## IHRE AUFGABE
Schreiben Sie aus dem Text über den Dritten Weg in der Sozialdemokratie den Abschnitt wörtlich ab, der mit „Der Begriff „Dritter“ beginnt und mit „Zielen der Sozialdemokratie.“ endet.

====== DOKUMENT

Der Begriff „Dritter Weg" hat in der Geschichte der Sozialdemokratie höchst unterschiedlichen politischen Zwecken gedient. Zwischen den Weltkriegen suchten ihn die Austromarxisten zwischen demokratischem Sozialismus und Kommunismus, nach dem Zweiten Weltkrieg sahen ihn die Sozialdemokraten zwischen Kapitalismus und kommunistischer Diktatur, im Prager Frühling sahen ihn die Reformkommunisten in einem Markt ohne Privateigentum. Und nun, seit dem Beginn der 90er Jahre, orten ihn zuerst die Berater des amerikanischen Präsidenten Bill Clinton, seit kurzem gefolgt von Tony Blair, in einer neuen, zeitgemäßen Synthese des Liberalismus der 70er und 80er Jahre mit den klassischen Konzepten und Zielen der Sozialdemokratie.

Die Verwirrung wäre komplett und die Beliebigkeit fast grenzenlos, wollte man nun bei der gegenwärtigen Orientierung für diese neu in Gang gekommene Diskussion am historischen Gebrauch des Begriffs festhalten. Wie „links" und „rechts" sind auch Dritte Wege historisch immer etwas Relatives, bezogen auf vorhandene Alternativen und die Art, wie sie sich in konkreter historischer Lage jeweils bestimmen. Die politische Semantik hat ihre eigenen Regeln, die sich an aktuellen Kräftefeldern von Wortbedeutungen, verbrauchten und verheißungsvollen, nichtssagenden und vielversprechenden Begriffen ausrichtet, die im Felde der öffentlichen Kommunikation durch die Definitionsbemühungen einzelner Gruppen oder gar Individuen immer nur im bescheidenen Maße beeinflußt werden können. Sie ergeben sich überwiegend aus dem Zusammenspiel von Begriffserfahrungen und öffentlichen Kommunikationsbedingungen, die sich den Nutzungsabsichten der einzelnen Kommunikationsteilnehmer immer auch entziehen.

============
====== AUFLISTUNG

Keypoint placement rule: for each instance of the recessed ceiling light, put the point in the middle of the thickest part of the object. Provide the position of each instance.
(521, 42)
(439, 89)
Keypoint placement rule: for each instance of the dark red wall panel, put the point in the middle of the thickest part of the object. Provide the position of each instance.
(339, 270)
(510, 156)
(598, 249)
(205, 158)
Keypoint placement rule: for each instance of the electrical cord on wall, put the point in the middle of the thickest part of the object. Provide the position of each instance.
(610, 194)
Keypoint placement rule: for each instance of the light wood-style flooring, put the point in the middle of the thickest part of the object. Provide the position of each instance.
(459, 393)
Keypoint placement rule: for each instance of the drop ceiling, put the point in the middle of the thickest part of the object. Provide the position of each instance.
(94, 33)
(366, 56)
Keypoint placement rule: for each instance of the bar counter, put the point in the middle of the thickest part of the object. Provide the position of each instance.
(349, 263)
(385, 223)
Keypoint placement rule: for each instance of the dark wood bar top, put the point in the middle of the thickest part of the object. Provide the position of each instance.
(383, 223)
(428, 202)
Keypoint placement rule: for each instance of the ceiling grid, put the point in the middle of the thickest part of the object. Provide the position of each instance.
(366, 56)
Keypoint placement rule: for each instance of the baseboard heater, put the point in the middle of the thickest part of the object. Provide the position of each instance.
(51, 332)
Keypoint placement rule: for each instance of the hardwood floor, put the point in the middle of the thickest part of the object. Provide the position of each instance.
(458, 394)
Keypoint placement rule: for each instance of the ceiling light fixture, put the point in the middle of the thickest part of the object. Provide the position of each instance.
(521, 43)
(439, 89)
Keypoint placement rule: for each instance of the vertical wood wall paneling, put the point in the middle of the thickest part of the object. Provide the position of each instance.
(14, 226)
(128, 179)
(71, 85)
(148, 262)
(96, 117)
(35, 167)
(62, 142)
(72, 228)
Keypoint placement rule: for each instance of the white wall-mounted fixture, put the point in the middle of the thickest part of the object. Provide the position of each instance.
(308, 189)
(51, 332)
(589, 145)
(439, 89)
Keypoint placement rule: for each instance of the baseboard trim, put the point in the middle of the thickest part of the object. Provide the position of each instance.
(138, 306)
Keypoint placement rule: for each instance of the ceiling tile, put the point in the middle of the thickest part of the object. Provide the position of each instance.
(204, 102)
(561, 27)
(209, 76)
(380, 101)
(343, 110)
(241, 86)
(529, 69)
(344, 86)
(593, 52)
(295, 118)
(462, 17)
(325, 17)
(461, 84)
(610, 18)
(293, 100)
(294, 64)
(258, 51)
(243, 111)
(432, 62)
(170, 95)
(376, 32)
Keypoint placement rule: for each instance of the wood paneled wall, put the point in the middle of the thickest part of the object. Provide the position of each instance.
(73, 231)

============

## ERGEBNIS DER ÜBUNG
Der Begriff „Dritter Weg" hat in der Geschichte der Sozialdemokratie höchst unterschiedlichen politischen Zwecken gedient. Zwischen den Weltkriegen suchten ihn die Austromarxisten zwischen demokratischem Sozialismus und Kommunismus, nach dem Zweiten Weltkrieg sahen ihn die Sozialdemokraten zwischen Kapitalismus und kommunistischer Diktatur, im Prager Frühling sahen ihn die Reformkommunisten in einem Markt ohne Privateigentum. Und nun, seit dem Beginn der 90er Jahre, orten ihn zuerst die Berater des amerikanischen Präsidenten Bill Clinton, seit kurzem gefolgt von Tony Blair, in einer neuen, zeitgemäßen Synthese des Liberalismus der 70er und 80er Jahre mit den klassischen Konzepten und Zielen der Sozialdemokratie.